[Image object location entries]
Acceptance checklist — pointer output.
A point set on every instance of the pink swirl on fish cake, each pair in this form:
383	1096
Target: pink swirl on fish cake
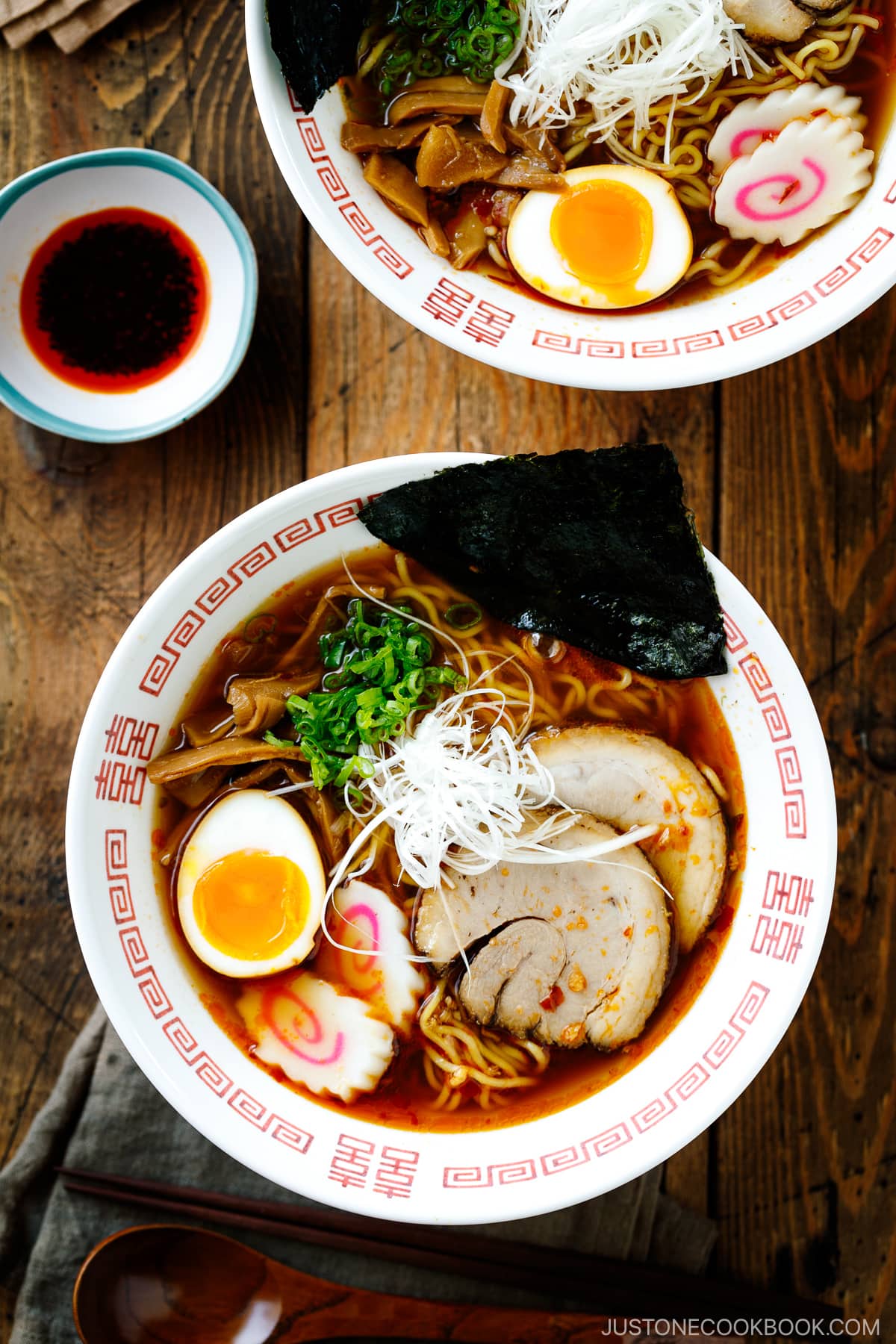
742	199
305	1026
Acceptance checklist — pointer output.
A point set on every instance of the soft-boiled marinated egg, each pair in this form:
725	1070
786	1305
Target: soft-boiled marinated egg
615	238
250	887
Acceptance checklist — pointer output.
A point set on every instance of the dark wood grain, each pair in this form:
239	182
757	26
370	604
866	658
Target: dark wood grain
793	476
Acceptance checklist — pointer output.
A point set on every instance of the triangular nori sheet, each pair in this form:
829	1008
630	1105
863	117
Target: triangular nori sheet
594	547
316	42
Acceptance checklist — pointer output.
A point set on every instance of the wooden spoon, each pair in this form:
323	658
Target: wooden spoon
178	1285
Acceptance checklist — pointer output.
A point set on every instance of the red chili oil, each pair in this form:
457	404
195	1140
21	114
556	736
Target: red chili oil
114	300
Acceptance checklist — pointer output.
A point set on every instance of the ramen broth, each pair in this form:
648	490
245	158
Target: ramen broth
684	714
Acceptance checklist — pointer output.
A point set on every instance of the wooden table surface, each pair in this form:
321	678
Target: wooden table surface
791	472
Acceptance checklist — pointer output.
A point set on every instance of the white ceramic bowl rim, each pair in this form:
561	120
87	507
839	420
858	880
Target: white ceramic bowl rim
137	158
680	1088
806	296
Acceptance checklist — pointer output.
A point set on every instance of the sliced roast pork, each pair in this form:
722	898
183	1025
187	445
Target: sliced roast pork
566	953
633	779
768	20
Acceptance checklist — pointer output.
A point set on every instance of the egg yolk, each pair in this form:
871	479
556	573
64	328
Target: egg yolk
252	905
603	230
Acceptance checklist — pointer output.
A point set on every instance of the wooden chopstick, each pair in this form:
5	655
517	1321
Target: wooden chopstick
618	1287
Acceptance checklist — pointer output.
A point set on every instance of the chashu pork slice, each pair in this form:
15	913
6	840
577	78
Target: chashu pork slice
768	20
630	780
566	953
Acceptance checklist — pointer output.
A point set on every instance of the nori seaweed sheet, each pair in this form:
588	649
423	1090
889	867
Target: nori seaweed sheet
593	547
314	42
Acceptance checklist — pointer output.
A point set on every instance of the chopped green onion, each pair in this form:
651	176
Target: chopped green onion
379	672
464	616
423	40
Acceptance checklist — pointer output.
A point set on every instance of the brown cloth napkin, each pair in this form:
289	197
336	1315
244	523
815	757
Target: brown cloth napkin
69	22
104	1115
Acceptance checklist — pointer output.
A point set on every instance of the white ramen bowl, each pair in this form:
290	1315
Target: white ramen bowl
809	295
152	996
35	205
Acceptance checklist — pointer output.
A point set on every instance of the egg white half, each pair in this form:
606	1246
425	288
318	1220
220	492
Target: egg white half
543	267
250	820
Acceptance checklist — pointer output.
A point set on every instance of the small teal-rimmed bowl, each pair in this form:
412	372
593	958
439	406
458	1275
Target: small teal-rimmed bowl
35	205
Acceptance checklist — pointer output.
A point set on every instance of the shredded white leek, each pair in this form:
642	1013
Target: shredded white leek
461	800
618	55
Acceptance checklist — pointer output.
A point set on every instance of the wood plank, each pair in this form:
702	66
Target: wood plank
379	388
809	497
92	530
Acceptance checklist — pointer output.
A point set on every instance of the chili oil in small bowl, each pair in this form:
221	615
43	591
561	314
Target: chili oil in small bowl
127	296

__What you have to do__
Make an exact copy of the data, leaving its pictures out.

__Result__
Acceptance checklist — pointer output.
A point set on every instance of the pink swirl on fish cake, each pair in this form:
383	1096
Target: pink swirl on fish cake
742	199
305	1026
Acceptance checklist — pointer output.
A point set on every instance of the soft-boiled marinated egg, each pair in this form:
725	1070
786	1305
Target: soft-boiled marinated egg
615	238
250	887
Acceptance checklist — pointer output.
A point set on every instance of the dark wood grain, each pair in this form:
239	182
757	26
370	604
866	658
Target: dark wood grain
793	476
Acceptance checklist — pointer output.
A point set on every instance of the triangular nori sheet, each pair in this form:
829	1008
630	1105
863	117
Target: triangular nori sheet
594	547
316	42
Acceptance checklist — pointer output.
A point set on every instance of the wooden spoon, each pair in this form:
323	658
Target: wooden spoon
178	1285
Acceptance checklist — pointer output.
A point set on every instance of the red chili oil, each pair in this form:
457	404
195	1140
21	114
556	736
Target: red chili oil
114	300
Acceptance checklist — pointer output.
A point set on every instance of the ramen broth, each pair in this form:
648	490
245	158
Target: ramen broth
684	714
Acceptance checklist — pointer output.
A point set on every instance of the wooden table surface, each pair in this form:
321	678
Target: wooden table surface
791	472
Acceptance checklist — pointer output.
A point set on every instance of the white ceramic bowl rim, each pair in this form:
561	120
87	507
839	420
858	880
Target: white ceramic bowl rim
137	158
680	1088
806	296
Acceptance checklist — pointer output.
A point set on every instance of the sliced roast pork, each pair in this form:
722	898
183	1025
187	445
Target: sliced roast pork
566	953
633	779
768	20
Acceptance checklist — pointer output.
A point set on every instance of the egg yolk, each pair in this form:
871	479
556	573
64	328
Target: egg yolk
252	905
603	230
Acceptance checklist — pointer output.
A point set on every instance of the wooden chopstick, each pair in this form:
5	655
517	1321
Target: wooden chopstick
618	1287
Acceptance checklist — pointer output.
A point set on every instance of the chashu pork slice, each pair in this form:
15	913
6	840
577	78
Target: chashu pork slice
768	20
630	780
566	953
Acceptance checklist — pointer output.
A point set on every instance of the nori seaweed sheet, each pair in this form:
588	649
423	1090
889	867
Target: nori seaweed sheet
593	547
314	42
Acceptance checklist — pointer output.
A point set on every instance of the chopped green onion, each pair in this form:
651	176
Target: chopped green onion
379	672
464	616
423	40
Acceptance checklist — pointer output.
A point set on every instance of the brown cloth napkin, each pair in this form:
289	197
336	1315
244	523
815	757
Target: brown cloth napkin
69	22
104	1115
Acceptance checklist — pointer output.
A point set on every instance of the white ramen bowl, each pair in this form:
290	1315
Target: white ramen bowl
809	295
152	996
35	205
Acceptance checklist — pointer output.
A point set on every instance of the egg white half, each pair in this form:
606	1246
425	288
318	1220
220	492
Target: egg white half
543	267
250	820
Acceptance checklist — pointer output.
A point set on every instance of the small teal-rimmed bowl, each pair in this form:
412	372
593	958
439	406
458	1275
Target: small teal-rimmed bowl
35	205
Acceptance checklist — pointer output.
A point set on every instance of the shredded white leek, each pair in this form:
642	1013
Target: shredded white leek
461	800
618	55
Acceptance checklist — pointer output.
A point set on every instance of the wood plank, each pair in this form:
702	66
Target: wood plank
379	388
809	497
92	530
Acceptance checklist — pointer output.
A point set on every instance of the chili oil in small bowl, each pair in this form:
221	615
43	591
561	314
Target: chili oil in small bowl
127	296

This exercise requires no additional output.